» Work request
Copy every line from the one containing "the green broccoli" through the last line of the records below, both included, and nothing else.

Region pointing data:
==================================================
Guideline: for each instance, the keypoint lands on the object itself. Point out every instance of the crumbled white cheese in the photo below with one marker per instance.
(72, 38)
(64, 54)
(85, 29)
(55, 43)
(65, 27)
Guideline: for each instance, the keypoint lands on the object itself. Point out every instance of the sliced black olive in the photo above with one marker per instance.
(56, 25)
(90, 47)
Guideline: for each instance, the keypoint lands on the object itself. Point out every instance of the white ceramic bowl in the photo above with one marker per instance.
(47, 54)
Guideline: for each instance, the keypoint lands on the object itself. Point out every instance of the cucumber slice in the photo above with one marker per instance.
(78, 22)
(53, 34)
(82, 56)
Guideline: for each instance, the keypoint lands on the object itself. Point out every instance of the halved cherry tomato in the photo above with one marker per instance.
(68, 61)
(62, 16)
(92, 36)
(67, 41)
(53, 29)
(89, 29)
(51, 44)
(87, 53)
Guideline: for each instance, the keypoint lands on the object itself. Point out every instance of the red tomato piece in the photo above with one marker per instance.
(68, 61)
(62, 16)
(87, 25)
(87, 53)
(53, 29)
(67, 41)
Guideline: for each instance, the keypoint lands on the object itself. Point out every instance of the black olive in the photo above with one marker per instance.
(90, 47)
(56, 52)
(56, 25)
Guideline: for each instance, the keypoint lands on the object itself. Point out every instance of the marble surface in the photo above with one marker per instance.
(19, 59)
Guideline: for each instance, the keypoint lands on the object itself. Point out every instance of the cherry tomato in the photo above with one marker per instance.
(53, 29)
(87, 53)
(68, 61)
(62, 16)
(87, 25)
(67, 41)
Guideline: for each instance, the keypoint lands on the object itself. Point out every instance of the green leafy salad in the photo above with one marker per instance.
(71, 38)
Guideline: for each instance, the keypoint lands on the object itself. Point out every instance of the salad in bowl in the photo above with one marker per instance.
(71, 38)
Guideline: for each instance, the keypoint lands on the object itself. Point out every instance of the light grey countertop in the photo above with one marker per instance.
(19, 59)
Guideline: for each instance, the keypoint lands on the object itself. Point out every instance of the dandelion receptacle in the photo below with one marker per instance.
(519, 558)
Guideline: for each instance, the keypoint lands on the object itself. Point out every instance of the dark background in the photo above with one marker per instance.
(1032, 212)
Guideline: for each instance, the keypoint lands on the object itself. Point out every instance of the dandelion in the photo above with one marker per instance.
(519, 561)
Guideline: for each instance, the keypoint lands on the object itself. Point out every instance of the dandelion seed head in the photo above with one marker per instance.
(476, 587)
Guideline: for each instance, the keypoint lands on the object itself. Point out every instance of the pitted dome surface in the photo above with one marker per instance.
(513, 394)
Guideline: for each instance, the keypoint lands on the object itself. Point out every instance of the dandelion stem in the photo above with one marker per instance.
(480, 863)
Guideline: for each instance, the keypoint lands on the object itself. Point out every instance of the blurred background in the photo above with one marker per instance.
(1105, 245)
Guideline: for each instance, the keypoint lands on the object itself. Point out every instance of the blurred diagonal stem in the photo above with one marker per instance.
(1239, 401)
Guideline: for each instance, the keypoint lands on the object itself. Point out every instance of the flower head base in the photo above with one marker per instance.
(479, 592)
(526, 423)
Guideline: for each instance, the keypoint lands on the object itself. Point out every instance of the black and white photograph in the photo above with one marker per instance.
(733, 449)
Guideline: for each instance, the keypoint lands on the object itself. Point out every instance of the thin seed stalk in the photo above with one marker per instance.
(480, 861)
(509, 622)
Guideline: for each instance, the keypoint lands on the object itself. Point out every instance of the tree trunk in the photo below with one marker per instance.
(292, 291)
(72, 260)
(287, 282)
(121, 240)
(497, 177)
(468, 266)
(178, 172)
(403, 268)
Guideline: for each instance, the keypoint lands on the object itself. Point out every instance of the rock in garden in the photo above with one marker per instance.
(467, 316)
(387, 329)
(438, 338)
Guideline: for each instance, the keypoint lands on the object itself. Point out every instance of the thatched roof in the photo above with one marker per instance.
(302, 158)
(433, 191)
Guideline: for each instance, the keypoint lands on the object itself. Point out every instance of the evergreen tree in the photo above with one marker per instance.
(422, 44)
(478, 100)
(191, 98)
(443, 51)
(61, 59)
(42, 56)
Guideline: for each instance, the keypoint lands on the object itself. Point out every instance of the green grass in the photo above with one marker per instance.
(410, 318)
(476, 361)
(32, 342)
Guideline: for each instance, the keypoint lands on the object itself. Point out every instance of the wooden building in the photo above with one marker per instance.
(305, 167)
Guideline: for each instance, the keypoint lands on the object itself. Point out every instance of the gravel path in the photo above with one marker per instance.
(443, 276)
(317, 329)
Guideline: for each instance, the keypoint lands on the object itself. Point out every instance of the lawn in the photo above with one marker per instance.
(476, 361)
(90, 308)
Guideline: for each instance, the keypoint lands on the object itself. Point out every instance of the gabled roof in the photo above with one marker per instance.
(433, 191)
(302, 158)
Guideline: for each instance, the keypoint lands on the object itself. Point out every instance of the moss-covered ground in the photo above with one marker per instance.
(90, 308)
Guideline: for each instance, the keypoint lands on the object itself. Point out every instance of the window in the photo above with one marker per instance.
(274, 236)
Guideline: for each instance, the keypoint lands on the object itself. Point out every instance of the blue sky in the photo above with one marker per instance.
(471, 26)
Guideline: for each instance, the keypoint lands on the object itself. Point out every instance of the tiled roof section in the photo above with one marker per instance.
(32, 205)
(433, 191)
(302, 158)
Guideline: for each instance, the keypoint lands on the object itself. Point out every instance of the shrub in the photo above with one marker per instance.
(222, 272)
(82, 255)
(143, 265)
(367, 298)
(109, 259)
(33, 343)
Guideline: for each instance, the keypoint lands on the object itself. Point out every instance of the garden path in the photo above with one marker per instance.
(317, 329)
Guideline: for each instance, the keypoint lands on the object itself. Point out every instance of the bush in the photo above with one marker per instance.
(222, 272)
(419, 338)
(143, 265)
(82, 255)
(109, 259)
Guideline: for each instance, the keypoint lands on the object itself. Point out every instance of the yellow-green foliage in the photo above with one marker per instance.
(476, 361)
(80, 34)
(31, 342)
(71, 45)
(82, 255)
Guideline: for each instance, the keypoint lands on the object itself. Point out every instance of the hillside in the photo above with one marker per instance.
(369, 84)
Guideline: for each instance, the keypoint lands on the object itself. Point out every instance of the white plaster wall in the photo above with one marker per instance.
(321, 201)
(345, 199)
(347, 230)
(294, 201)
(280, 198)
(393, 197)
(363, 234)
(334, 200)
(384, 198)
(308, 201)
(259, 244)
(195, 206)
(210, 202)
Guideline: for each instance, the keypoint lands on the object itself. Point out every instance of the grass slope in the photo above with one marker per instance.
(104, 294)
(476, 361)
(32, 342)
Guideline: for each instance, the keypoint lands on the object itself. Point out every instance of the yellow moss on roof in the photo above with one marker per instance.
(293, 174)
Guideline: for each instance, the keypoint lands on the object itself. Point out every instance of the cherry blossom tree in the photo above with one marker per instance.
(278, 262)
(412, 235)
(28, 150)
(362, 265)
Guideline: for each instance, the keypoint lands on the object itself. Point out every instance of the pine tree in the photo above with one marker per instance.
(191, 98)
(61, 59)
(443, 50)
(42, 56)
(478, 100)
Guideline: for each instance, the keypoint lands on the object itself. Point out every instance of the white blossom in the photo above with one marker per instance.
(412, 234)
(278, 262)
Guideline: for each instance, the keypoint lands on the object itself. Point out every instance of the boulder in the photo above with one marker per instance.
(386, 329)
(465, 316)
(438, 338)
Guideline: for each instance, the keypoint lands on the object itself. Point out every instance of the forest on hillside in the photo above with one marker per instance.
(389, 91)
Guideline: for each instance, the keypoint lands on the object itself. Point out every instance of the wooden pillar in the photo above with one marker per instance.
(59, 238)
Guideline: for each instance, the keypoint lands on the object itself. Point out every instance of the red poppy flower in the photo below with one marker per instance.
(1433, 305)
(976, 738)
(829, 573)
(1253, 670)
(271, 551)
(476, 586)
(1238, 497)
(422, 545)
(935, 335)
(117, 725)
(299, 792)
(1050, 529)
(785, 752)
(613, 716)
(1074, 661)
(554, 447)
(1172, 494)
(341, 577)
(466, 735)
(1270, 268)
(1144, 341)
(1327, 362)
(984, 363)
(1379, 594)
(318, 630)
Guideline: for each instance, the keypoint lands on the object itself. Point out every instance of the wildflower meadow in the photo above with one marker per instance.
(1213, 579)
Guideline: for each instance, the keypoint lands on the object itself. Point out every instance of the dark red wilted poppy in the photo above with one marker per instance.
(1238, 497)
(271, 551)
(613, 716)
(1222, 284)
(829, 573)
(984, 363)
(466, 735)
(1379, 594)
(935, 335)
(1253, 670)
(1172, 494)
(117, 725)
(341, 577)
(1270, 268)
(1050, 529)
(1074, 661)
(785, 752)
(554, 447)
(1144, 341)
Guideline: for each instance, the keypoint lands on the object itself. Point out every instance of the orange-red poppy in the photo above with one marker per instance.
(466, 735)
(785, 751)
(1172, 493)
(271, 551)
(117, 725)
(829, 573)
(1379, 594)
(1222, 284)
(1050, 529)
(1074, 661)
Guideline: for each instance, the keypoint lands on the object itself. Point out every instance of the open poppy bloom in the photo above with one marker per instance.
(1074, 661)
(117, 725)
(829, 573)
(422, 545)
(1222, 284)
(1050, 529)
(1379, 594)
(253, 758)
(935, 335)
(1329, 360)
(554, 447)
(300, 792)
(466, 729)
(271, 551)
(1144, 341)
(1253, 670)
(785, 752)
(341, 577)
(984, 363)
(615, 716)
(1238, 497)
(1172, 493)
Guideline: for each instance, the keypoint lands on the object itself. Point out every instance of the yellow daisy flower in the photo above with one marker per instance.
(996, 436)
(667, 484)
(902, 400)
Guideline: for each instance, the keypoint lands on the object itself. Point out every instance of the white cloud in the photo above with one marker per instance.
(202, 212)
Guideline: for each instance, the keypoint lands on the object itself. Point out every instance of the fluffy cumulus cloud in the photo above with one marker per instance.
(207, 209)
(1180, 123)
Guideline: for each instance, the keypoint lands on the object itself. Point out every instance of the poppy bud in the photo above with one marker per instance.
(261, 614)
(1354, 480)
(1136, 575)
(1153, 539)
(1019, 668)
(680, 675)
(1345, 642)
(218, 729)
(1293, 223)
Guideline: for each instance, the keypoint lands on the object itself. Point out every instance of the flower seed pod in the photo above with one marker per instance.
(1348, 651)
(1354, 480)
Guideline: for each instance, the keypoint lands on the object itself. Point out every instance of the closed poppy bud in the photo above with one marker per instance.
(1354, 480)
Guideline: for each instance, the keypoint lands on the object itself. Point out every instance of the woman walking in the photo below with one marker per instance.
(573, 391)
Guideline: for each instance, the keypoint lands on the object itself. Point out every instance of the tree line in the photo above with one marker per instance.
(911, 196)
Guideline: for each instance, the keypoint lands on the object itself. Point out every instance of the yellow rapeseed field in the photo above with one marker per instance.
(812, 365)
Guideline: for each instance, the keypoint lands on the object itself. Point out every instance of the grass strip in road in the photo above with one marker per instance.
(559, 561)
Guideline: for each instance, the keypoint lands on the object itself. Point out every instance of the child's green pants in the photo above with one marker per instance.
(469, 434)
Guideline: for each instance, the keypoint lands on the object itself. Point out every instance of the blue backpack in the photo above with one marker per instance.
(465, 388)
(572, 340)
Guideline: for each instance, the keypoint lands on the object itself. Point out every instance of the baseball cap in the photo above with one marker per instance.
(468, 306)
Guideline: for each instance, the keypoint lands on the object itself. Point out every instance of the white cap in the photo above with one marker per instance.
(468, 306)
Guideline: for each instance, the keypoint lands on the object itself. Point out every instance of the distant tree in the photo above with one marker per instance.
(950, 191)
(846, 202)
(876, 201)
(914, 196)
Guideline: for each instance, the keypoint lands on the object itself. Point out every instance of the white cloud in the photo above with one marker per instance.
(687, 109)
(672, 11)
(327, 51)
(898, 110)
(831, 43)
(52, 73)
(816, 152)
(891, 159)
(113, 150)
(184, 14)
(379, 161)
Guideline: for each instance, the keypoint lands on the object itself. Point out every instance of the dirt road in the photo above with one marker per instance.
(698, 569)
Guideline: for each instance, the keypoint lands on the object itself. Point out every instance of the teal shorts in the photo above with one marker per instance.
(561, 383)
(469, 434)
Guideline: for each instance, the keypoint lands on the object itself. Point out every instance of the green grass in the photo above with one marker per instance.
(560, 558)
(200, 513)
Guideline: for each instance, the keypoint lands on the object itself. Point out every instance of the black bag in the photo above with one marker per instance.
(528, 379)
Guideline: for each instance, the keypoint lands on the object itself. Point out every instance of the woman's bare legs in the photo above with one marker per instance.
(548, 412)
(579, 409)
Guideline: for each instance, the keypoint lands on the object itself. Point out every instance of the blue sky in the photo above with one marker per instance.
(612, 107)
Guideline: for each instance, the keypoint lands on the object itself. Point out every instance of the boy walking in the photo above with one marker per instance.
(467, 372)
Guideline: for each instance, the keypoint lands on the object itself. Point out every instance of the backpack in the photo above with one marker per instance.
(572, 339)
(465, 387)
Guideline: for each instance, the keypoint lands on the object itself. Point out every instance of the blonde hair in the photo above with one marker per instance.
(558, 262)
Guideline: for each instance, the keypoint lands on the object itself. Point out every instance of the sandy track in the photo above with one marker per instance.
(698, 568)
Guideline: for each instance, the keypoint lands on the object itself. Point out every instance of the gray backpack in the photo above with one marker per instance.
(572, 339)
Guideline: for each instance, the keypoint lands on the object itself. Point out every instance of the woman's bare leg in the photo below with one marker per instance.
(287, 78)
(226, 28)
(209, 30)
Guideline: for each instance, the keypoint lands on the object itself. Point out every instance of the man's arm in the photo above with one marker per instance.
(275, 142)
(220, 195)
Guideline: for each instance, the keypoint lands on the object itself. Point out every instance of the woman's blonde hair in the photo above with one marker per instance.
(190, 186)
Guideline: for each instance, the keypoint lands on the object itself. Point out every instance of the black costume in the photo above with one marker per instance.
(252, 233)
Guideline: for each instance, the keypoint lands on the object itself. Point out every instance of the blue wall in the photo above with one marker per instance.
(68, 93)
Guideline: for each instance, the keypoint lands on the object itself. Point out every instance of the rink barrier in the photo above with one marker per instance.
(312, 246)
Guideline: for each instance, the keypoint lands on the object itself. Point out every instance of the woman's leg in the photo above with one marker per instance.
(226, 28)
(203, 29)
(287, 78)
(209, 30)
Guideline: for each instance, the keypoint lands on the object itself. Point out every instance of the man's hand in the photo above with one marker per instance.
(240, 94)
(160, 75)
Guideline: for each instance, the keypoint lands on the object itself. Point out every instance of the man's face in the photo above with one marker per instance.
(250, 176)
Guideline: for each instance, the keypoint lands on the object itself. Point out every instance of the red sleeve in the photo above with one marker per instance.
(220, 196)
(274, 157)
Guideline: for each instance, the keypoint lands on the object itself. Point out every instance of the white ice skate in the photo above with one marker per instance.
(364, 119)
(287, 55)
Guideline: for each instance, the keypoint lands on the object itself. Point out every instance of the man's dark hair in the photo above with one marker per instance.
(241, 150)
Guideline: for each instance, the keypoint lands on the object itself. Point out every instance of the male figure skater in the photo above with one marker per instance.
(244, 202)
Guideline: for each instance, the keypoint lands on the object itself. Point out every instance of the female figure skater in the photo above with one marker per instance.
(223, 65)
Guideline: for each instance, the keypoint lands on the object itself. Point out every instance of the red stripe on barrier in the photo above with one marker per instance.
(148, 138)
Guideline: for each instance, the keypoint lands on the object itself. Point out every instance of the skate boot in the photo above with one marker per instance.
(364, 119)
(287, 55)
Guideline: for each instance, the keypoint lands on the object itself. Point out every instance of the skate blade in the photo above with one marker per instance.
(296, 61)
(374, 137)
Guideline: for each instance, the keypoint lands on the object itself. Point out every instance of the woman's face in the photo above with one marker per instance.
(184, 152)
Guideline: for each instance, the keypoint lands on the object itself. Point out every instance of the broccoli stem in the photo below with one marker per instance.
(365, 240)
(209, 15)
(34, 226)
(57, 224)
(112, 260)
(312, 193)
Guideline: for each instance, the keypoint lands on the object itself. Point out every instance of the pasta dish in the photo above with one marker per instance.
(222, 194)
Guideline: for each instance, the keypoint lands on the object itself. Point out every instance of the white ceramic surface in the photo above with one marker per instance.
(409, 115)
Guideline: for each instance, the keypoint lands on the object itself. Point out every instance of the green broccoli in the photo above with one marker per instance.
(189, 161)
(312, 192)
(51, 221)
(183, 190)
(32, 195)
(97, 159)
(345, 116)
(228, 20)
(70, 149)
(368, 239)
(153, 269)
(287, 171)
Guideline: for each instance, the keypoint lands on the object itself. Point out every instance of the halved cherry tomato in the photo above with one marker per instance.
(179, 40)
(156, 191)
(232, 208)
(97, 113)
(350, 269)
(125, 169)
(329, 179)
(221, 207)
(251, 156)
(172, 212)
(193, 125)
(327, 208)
==================================================
» Solution to the exercise
Guideline: for each instance, the keypoint lands on the object itself. Point out every instance of the green broccoli in the photo above with one marker per instance.
(189, 161)
(312, 192)
(51, 221)
(183, 190)
(32, 195)
(97, 159)
(345, 116)
(228, 20)
(70, 149)
(368, 239)
(153, 269)
(287, 171)
Guideline: for each instance, the keypoint lands on the object itself. Point out every instance of the halved cherry tomato in the photo above with one marker per instance.
(179, 40)
(156, 191)
(232, 208)
(97, 113)
(350, 269)
(125, 169)
(329, 179)
(221, 207)
(251, 156)
(172, 212)
(193, 125)
(327, 208)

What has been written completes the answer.